[Exercise objective] Rewrite the items below, changing "rocky mountain slope" to "grassy hillside" wherever it appears and keeping everything else the same. Leave the pictures out of your version.
[BEGIN Source records]
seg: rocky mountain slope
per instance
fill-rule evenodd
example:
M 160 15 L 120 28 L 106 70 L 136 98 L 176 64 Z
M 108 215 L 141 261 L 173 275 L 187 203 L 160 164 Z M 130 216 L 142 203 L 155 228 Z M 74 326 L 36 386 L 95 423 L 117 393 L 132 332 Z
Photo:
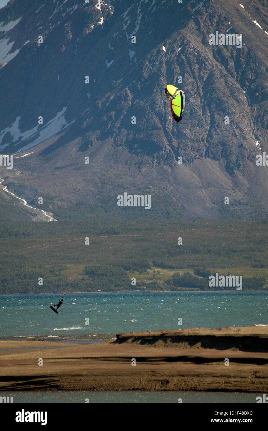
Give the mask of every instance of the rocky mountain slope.
M 14 153 L 2 189 L 59 220 L 263 215 L 265 0 L 23 3 L 0 9 L 0 150 Z M 216 31 L 242 46 L 209 44 Z M 179 124 L 167 83 L 185 93 Z M 150 210 L 118 207 L 125 192 Z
[END Source records]
[Problem solution]
seg: grassy hillside
per instance
fill-rule evenodd
example:
M 160 15 L 120 28 L 106 70 L 136 98 L 176 64 Z
M 108 215 L 141 261 L 173 275 L 187 203 L 160 164 Z M 130 216 L 142 203 L 155 228 Z M 74 326 L 36 386 L 95 423 L 117 393 L 132 332 Z
Photo:
Give the mask of every instance of the grassy hillside.
M 14 153 L 2 189 L 59 220 L 263 215 L 265 0 L 23 3 L 0 9 L 0 150 Z M 216 31 L 242 46 L 209 44 Z M 179 124 L 167 83 L 185 93 Z M 150 210 L 118 207 L 125 192 Z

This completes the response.